### Tekst źródłowy

Najpoważniejsza eskalacja nastąpiła jednak jesienią. W nocy z 12 na 13 września wojsko Azerbejdżanu przeprowadziło ostrzał przygranicznych armeńskich prowincji – Gegharkuniku, Wajoc Dzoru i Sjuniku – używając ciężkiej artylerii oraz dronów. Starcia objęły terytorium nie Górskiego Karabachu, a Republiki Armenii. Zniszczenia dotknęły takie miasta jak Wardenis, Goris, Dżermuk i Kapan. W wyniku dwudniowych walk zginęło kilkuset żołnierzy obu stron, a Azerbejdżan zajął 10 kilometrów kwadratowych Armenii i nadal je okupuje.

Nie jest to pierwszy przypadek utraty terytorium przez Republikę Armenii po rozejmie z 9 listopada 2020 roku. W maju 2021 roku armia azerbejdżańska przeprowadziła agresję na armeńską granicę w rejonie Sjunik oraz Gegharkunik. W wyniku tych działań Azerbejdżan zajął 40 kilometrów kwadratowych Armenii. Daje to w sumie 50 kilometrów kwadratowych armeńskiej ziemi pod azerbejdżańską kontrolą.

Obecnie obserwujemy kolejną odsłonę eskalacji. Od 12 grudnia trwa blokada korytarza laczyńskiego, czyli pasma drogowego, które łączy Republikę Armenii z quasi-republiką karabaską. Oficjalna wersja władz w Baku mówi o tym, że żadnej blokady korytarza nie ma. Do 23 kwietnia trwały jedynie demonstracje z udziałem azerbejdżańskich ekologów, którzy byli zaniepokojeni degradacją środowiska Karabachu. Żadna niezależna organizacja nie byłaby jednak w stanie przeprowadzić takich działań w autorytarnie rządzonym Azerbejdżanie. Całe przedsięwzięcie zostało zorganizowane przez władze państwowe. Świadczy o tym to, co wydarzyło się po 23 kwietnia. Azerbejdżańskie wojsko ustanowiło punkty kontrole w korytarzu laczyńskim, przy biernej postawie Rosji. Zdaniem Erywania decyzja ta łamie punkt zawieszenia broni z 9 listopada 2020 roku. Według niego kontrolę w korytarzu laczyńskim powinni pełnić wyłącznie rosyjscy mirotworcy. To oni mają być gwarantem swobodnego przepływu ludzi i towarów w tym rejonie. Unia Europejska oraz USA wydały oświadczenia, że decyzje Azerbejdżanu w korytarzu laczyńskim szkodą procesowi pokojowemu. Prezydent Alijew stoi na stanowisku, że sytuacja wokół Karabachu oraz korytarza laczyńskiego to wewnętrzna sprawa Azerbejdżanu.


Władze quasi-republiki próbują zainteresować kryzysem społeczność międzynarodową, nawołując do nałożenia sankcji na Azerbejdżan. Nikt jednak nie kwapi się do tak drastycznych kroków. Tymczasem mieszkańcy od 17 stycznia muszą kupować część produktów spożywczych przy pomocy specjalnych kartek, mają ograniczony dostęp do leków oraz paliwa. Na domiar złego co jakiś czas są odcinani od dostaw gazu. Pomoc humanitarna dociera wyłącznie za pośrednictwem Czerwonego Krzyża oraz rosyjskich transportów. Rodzi to groźbę kryzysu humanitarnego w rejonie zamieszkanym przez około 120 tysięcy ludzi, w tym 30 tysięcy dzieci i 20 tysięcy seniorów.

######
### Przekazane informacje

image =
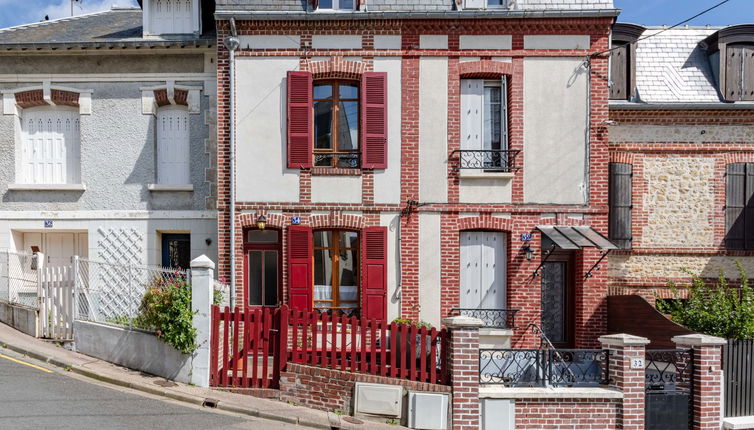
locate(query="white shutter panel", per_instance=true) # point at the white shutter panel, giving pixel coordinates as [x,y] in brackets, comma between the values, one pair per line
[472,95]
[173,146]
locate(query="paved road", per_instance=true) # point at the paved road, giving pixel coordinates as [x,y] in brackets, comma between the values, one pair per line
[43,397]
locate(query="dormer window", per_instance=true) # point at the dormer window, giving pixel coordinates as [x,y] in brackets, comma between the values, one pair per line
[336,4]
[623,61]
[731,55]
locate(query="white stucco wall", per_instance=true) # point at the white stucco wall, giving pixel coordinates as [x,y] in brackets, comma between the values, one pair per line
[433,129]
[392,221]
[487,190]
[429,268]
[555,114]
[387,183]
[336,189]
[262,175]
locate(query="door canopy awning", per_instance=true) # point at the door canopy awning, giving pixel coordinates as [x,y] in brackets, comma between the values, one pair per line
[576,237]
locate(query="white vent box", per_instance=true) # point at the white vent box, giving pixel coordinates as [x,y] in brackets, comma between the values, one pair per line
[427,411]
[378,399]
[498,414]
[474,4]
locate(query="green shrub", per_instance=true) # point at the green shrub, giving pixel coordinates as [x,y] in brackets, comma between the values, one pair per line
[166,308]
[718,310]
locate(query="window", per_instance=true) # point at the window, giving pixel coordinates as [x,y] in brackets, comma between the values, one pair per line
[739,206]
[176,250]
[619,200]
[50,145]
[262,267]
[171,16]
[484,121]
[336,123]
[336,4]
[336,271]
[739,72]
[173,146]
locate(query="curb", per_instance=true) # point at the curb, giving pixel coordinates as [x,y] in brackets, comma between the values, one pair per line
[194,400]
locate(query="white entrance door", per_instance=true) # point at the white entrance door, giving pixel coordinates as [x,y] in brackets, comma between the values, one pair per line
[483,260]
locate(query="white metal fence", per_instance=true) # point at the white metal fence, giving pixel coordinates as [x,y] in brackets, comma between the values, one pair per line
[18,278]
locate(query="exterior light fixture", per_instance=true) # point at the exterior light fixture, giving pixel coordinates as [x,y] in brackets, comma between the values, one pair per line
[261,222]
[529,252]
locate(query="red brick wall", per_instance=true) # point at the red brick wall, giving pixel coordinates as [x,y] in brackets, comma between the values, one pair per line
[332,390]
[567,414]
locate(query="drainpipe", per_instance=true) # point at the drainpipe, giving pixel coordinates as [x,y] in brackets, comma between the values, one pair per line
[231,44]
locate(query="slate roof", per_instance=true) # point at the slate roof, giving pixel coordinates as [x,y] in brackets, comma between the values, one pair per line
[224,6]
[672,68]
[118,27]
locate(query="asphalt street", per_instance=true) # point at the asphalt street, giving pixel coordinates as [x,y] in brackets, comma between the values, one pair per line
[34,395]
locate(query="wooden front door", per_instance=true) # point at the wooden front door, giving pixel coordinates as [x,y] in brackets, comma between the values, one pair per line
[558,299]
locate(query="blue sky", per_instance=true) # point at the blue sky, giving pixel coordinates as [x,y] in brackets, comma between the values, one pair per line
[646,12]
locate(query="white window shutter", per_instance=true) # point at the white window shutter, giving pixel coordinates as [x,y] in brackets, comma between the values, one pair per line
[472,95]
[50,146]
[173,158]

######

● **Zadanie pisemne 1**: Jak brzmi po angielsku zdanie „Pomoc humanitarna dociera wyłącznie za pośrednictwem Czerwonego Krzyża oraz rosyjskich transportów.” z tekstu o konflikcie Armenii z Azerbejdżanem?
● **Zadanie pisemne 2**: Czy możesz przytoczyć słowo w słowo fragment tekstu o konflikcie Armenii z Azerbejdżanem od „Najpoważniejsza eskalacja nastąpiła” do „i nadal je okupuje.”?
Wykaz nie odgrywa tu żadnej roli.

● **Odpowiedź 1**: Humanitarian aid arrives only through the Red Cross and Russian transports.

● **Odpowiedź 2**:
Najpoważniejsza eskalacja nastąpiła jednak jesienią. W nocy z 12 na 13 września wojsko Azerbejdżanu przeprowadziło ostrzał przygranicznych armeńskich prowincji – Gegharkuniku, Wajoc Dzoru i Sjuniku – używając ciężkiej artylerii oraz dronów. Starcia objęły terytorium nie Górskiego Karabachu, a Republiki Armenii. Zniszczenia dotknęły takie miasta jak Wardenis, Goris, Dżermuk i Kapan. W wyniku dwudniowych walk zginęło kilkuset żołnierzy obu stron, a Azerbejdżan zajął 10 kilometrów kwadratowych Armenii i nadal je okupuje.